§ **Extrait proposé**:
+ + + + +
Le trublion de la gauche radicale, Julius Malema, lui a emboîté le pas mardi, escorté de centaines de militants aux couleurs rouges de son parti, les Combattants pour la liberté économique (EFF).
"Parce que Mama (Winnie) vivait au milieu de son peuple et parce qu'elle ne la jamais trahi, ils lui ont donné le titre de Mère de la Nation", a-t-il lancé à ses partisans, "c'est ce que nous sommes venus célébrer ici, la vie de quelqu'un qui n'a jamais pris de haut les Noirs et les masses pauvres".
L'ex-archevêque anglican sud-africain Desmond Tutu a salué la mémoire de Winnie Mandela, estimant qu'elle avait été un "symbole majeur" de la lutte contre l'apartheid.
"Winnie Madikizela-Mandela a été pendant de nombreuses années un symbole majeur du combat contre l'apartheid", a déclaré le prix Nobel de la Paix dans un communiqué.
"Elle a refusé de céder face à l'incarcération de son mari, au harcèlement perpétuel de sa famille par les forces de sécurité, aux détentions, aux interdictions et à son bannissement. Son attitude de défi m'a profondément inspiré, ainsi que des générations de militants", a-t-il ajouté.
"Puisse-t-elle reposer en paix et s'élever vers la gloire", a conclu lundi l'ancien archevêque du Cap dans son message de condoléances à sa famille.
'Peur d'elle'
Malema, devenu ces dernières années le confident de Winnie Mandela, a également répondu à tous ceux qui ont, à l'annonce de son décès, rappelé que son image avait été ternie par ses positions radicales et ses appels à la violence.
"Ils avaient peur d'elle. Même après sa mort ils ont peur d'elle et c'est pour ça qu'ils continuent de l'insulter, c'est pour ça qu'ils continuent de la présenter sous un jour que nous ne connaissons pas", a-t-il déploré, "mais les masses connaissent la vérité."
Dans son discours le plus controversé, en 1986, Winnie Mandela avait appelé à "libérer le pays avec des allumettes", une référence au supplice du "collier" enflammé autour du cou des "traîtres".
Winnie s'était aussi entourée d'un groupe de jeunes hommes qui formaient sa garde rapprochée, le "Mandela United Football Club", dont les méthodes musclées défrayaient la chronique.
En 1991, elle est condamnée à six ans de prison pour complicité dans l'enlèvement et le meurtre d'un jeune militant de l'ANC, Stompie Seipei. Sa peine est commuée en simple amende.
'Leçons de sa vie'
La photo des ex-époux, main dans la main à la sortie de prison de Nelson Mandela en 1990, qui symbolisait leur victoire contre l'apartheid, appartient désormais au passé. A sa mort en 2013, Nelson Mandela, entre temps remarié avec Graça Machel, ne lui a rien légué. Winnie a porté l'affaire devant la justice, en vain.
+ + + + +
§ **Données extraites**:
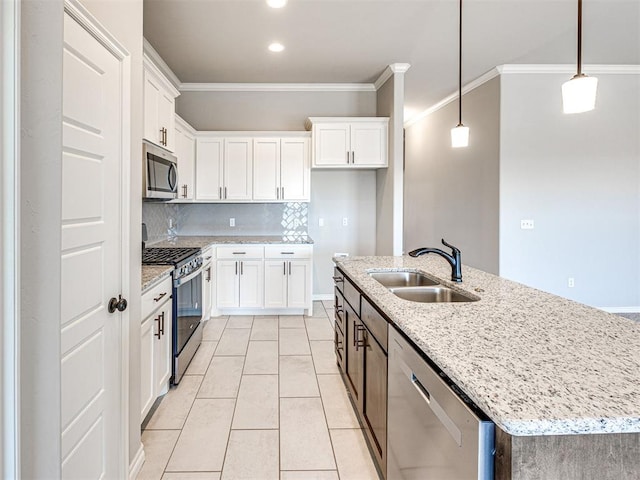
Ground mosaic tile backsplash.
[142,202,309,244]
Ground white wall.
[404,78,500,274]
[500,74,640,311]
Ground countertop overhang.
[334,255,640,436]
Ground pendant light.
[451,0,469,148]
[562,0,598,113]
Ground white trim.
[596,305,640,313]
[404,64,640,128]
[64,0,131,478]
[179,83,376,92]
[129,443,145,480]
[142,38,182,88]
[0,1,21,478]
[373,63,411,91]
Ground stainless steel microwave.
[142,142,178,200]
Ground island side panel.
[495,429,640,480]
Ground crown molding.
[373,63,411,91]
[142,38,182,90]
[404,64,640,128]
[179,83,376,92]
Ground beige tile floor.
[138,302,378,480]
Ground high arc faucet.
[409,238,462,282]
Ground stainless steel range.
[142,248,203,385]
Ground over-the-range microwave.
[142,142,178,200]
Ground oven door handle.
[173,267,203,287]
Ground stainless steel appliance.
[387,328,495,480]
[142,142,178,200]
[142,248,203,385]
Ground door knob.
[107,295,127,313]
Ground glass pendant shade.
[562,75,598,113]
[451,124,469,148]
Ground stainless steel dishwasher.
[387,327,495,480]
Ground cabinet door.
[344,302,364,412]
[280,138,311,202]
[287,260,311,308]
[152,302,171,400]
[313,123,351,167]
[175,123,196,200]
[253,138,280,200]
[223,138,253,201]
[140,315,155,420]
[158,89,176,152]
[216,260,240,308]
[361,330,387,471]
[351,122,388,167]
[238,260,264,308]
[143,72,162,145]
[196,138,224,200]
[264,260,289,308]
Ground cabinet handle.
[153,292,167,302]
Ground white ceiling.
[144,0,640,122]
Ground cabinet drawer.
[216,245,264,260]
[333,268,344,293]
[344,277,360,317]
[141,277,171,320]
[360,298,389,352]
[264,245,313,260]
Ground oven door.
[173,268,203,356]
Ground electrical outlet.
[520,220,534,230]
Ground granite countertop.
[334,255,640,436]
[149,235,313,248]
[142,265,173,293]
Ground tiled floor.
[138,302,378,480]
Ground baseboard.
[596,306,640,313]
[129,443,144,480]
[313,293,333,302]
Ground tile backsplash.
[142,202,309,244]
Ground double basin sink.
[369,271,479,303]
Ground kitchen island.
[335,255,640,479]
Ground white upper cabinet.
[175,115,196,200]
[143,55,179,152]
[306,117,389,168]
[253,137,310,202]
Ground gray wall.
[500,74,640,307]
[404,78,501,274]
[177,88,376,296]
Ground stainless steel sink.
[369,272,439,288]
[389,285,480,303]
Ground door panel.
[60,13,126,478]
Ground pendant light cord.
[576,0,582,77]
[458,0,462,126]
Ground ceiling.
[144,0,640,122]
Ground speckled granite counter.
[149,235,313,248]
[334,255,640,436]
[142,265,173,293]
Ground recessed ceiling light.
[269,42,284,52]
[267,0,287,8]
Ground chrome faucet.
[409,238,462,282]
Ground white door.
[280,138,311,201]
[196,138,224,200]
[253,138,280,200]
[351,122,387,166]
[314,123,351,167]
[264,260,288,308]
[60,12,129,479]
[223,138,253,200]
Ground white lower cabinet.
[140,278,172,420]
+ + + + +
§ **Consigne**: Citez le passage de l'extrait sur Winnie Mandela compris entre « Le trublion de » et « dans un communiqué. », ces deux segments inclus. Les données ci-dessus n'ont aucun lien avec l'extrait.

§ **Corrigé**:
Le trublion de la gauche radicale, Julius Malema, lui a emboîté le pas mardi, escorté de centaines de militants aux couleurs rouges de son parti, les Combattants pour la liberté économique (EFF).
"Parce que Mama (Winnie) vivait au milieu de son peuple et parce qu'elle ne la jamais trahi, ils lui ont donné le titre de Mère de la Nation", a-t-il lancé à ses partisans, "c'est ce que nous sommes venus célébrer ici, la vie de quelqu'un qui n'a jamais pris de haut les Noirs et les masses pauvres".
L'ex-archevêque anglican sud-africain Desmond Tutu a salué la mémoire de Winnie Mandela, estimant qu'elle avait été un "symbole majeur" de la lutte contre l'apartheid.
"Winnie Madikizela-Mandela a été pendant de nombreuses années un symbole majeur du combat contre l'apartheid", a déclaré le prix Nobel de la Paix dans un communiqué.